**Supplied text:**
━━━━━━━━━━━━━━━━━━━━

As I wrote so many comments I decided to post a guide answer and delete my comments i.e. provide some pointers to one possible solution.
Logic:
I would read everything into an array and loop the rows of that. Apply logic that processes rows according to rules e.g. does it start with Section.....
is it a Capital letter at start of col 1 of array... is it a number...
A nice idea is probably to use helper functions. E.g.
A helper function which grabs the lines upper case after Section down to next upper case (stop before) and returns that text (as an array).
Then pass that function return value to another function which handles the alphanumeric based indentation levels (using appropriate Chr$()) etc
Another function call to concatenate those values into single string - which will be the value associated with a given key.
Then update the dictionary with the key value pair.
This way you can create a dictionary of key A: associated text from last of helper function calls and write out to sheet at end.

━━━━━━━━━━━━━━━━━━━━

**Dataset extract:**
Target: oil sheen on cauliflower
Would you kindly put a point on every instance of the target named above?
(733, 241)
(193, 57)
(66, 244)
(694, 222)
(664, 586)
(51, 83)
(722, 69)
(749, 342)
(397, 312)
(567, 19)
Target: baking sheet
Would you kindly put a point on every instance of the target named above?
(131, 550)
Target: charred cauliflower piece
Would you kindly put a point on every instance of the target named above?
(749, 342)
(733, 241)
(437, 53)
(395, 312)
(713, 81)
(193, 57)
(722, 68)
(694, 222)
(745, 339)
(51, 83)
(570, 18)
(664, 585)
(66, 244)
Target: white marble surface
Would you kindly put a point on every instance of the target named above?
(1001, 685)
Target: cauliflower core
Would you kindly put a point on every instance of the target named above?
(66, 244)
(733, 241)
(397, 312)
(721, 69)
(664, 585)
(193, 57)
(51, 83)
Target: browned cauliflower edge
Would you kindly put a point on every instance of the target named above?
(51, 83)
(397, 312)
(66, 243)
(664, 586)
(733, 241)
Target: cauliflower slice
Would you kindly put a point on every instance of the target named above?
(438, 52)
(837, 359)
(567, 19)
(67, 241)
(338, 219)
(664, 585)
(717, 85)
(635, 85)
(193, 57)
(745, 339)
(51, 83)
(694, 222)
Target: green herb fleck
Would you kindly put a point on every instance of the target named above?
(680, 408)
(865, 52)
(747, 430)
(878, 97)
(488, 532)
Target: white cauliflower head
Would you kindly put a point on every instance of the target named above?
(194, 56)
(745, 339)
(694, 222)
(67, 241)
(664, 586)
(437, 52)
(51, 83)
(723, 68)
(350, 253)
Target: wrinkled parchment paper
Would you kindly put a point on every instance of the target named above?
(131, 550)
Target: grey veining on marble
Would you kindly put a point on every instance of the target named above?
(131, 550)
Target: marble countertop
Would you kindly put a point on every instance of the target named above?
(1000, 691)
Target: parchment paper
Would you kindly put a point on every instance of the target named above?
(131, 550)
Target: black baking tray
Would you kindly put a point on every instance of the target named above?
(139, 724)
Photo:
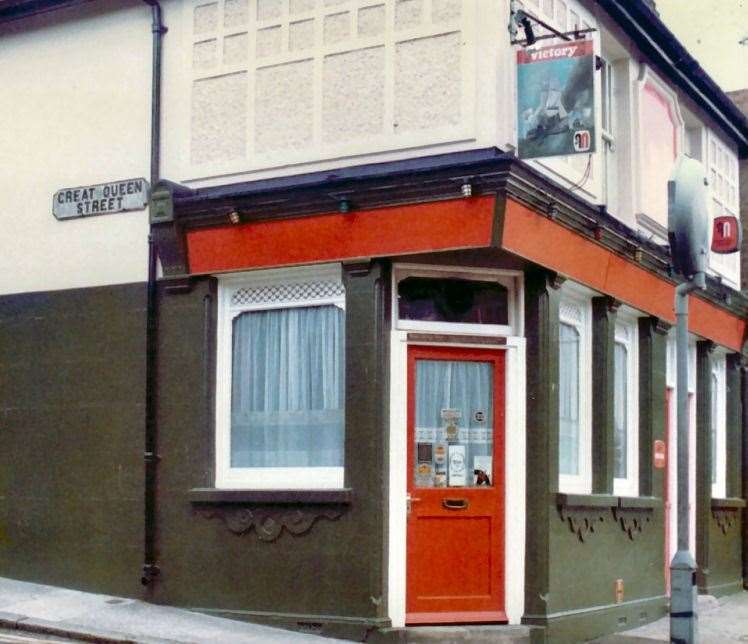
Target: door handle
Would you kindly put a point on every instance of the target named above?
(455, 504)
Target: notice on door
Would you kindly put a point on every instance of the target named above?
(100, 199)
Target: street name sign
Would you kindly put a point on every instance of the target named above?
(100, 199)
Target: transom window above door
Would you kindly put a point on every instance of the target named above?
(456, 300)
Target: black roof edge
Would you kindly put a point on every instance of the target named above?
(422, 179)
(642, 24)
(16, 9)
(331, 180)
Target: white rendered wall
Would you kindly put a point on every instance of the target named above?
(75, 109)
(280, 87)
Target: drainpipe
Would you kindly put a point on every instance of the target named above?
(150, 568)
(683, 596)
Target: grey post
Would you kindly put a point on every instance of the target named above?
(683, 617)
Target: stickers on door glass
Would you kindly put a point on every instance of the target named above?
(457, 473)
(482, 470)
(454, 455)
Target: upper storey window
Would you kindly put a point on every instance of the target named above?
(278, 82)
(722, 164)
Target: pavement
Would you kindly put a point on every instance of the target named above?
(721, 621)
(33, 613)
(51, 612)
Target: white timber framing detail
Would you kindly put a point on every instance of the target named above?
(282, 83)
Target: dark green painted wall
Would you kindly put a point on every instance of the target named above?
(71, 437)
(336, 569)
(569, 571)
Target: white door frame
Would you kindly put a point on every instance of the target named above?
(515, 459)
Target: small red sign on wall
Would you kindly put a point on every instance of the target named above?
(726, 236)
(660, 455)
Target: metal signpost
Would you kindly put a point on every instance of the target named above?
(689, 233)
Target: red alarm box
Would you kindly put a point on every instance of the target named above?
(726, 235)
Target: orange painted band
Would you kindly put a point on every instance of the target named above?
(396, 230)
(534, 237)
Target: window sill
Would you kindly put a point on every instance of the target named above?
(607, 501)
(587, 500)
(728, 503)
(206, 496)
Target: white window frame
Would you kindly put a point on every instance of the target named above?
(627, 334)
(575, 309)
(264, 478)
(607, 137)
(718, 371)
(724, 178)
(511, 280)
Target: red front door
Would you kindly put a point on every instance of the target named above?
(455, 549)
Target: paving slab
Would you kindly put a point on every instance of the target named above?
(721, 621)
(106, 619)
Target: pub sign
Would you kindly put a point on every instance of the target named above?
(556, 100)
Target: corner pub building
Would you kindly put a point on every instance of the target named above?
(384, 373)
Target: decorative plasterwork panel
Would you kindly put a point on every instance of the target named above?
(582, 520)
(278, 81)
(269, 522)
(632, 520)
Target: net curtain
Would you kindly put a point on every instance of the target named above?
(287, 394)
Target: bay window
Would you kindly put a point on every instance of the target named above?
(626, 425)
(280, 393)
(574, 388)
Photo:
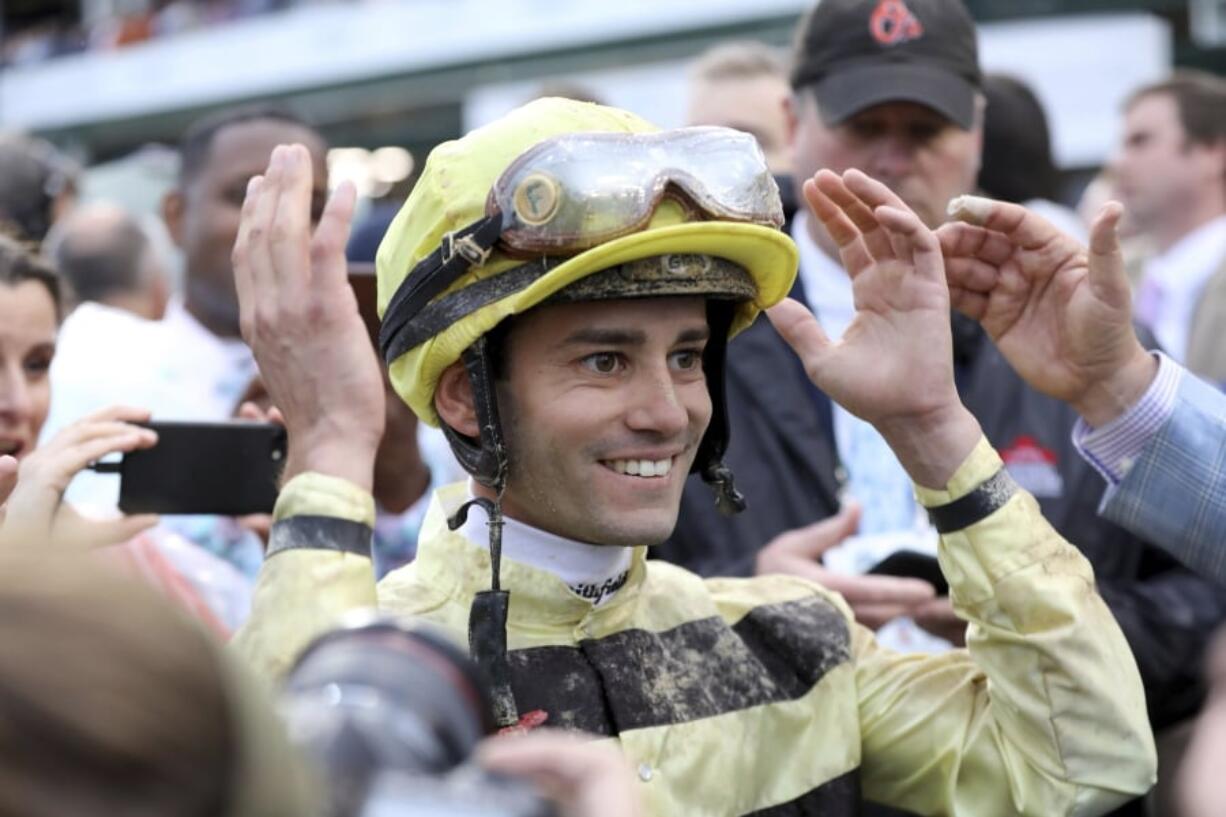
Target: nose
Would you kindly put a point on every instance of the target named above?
(657, 404)
(16, 402)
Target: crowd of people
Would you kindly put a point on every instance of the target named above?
(819, 456)
(128, 23)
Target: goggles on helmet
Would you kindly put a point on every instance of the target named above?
(571, 193)
(574, 191)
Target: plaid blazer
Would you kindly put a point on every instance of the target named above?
(1175, 494)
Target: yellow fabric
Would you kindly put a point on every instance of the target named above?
(1043, 713)
(327, 496)
(451, 194)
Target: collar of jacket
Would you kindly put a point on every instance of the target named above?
(457, 569)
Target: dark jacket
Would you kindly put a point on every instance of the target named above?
(784, 460)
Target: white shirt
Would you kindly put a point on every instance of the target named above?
(595, 572)
(890, 519)
(174, 367)
(1176, 279)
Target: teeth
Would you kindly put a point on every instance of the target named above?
(641, 467)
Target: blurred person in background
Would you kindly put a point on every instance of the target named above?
(112, 702)
(608, 355)
(191, 364)
(1202, 788)
(893, 88)
(38, 185)
(1171, 176)
(107, 258)
(1016, 163)
(30, 314)
(1061, 314)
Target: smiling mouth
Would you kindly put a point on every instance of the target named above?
(643, 469)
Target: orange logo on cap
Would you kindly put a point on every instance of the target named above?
(893, 22)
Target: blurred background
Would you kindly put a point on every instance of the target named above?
(114, 81)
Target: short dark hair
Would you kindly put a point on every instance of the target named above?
(32, 176)
(1018, 163)
(20, 263)
(101, 263)
(197, 140)
(1200, 99)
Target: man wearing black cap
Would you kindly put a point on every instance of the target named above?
(893, 87)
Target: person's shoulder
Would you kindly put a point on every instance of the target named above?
(734, 595)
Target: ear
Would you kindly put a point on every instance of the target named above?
(454, 401)
(172, 214)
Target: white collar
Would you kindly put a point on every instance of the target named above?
(581, 566)
(826, 283)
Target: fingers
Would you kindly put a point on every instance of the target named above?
(971, 274)
(251, 411)
(1023, 227)
(1107, 277)
(814, 540)
(587, 779)
(244, 271)
(877, 616)
(7, 476)
(912, 241)
(880, 589)
(840, 227)
(801, 330)
(872, 191)
(331, 236)
(103, 533)
(291, 221)
(972, 304)
(860, 214)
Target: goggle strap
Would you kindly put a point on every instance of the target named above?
(457, 253)
(440, 314)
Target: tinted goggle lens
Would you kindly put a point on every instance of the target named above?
(574, 191)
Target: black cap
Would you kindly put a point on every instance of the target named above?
(860, 53)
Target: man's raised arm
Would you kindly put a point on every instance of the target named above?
(1061, 314)
(1047, 713)
(300, 319)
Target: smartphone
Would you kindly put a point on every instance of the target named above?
(228, 469)
(912, 564)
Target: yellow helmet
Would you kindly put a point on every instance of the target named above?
(453, 193)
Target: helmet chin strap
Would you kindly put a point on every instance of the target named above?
(486, 460)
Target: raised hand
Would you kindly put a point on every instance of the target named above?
(586, 779)
(874, 599)
(300, 319)
(34, 513)
(894, 364)
(1061, 313)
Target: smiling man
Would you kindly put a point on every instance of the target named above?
(565, 325)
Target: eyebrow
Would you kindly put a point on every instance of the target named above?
(628, 336)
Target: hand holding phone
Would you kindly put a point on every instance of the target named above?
(228, 469)
(34, 512)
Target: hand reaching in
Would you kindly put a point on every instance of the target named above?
(1061, 313)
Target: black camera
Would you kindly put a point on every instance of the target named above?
(391, 714)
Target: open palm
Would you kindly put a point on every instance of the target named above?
(894, 362)
(1057, 310)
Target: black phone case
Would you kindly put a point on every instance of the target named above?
(913, 564)
(227, 469)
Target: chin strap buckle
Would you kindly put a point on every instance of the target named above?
(727, 499)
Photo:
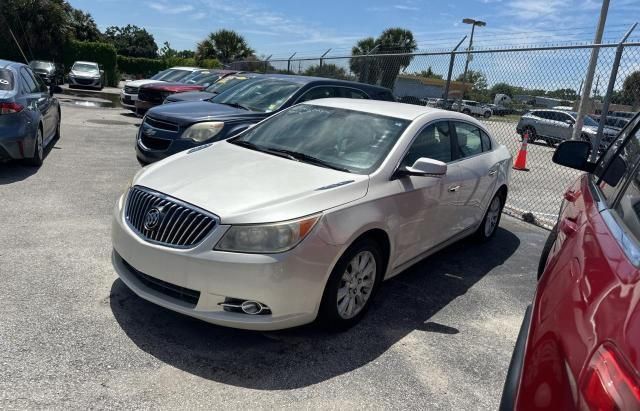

━━━━━━━━━━━━━━━━━━━━

**Tasks for this exercise:**
a) List each helper function the parsing guide proposes, with what it does.
b) Answer from the parsing guide:
(i) What does the author read everything into before looping its rows?
(ii) What is used to handle the indentation levels?
(iii) When is the dictionary written out to the sheet?
Work only from the parsing guide, not from the records.

**Outputs for the tasks:**
a)
- A function that grabs the upper-case lines after Section down to the next upper case, stopping before it, and returns that text as an array.
- A function that takes that return value and handles the alphanumeric-based indentation levels, using the appropriate Chr$().
- A function that concatenates those values into a single string, which becomes the value associated with a given key.

b)
(i) An array.
(ii) The appropriate Chr$().
(iii) At the end.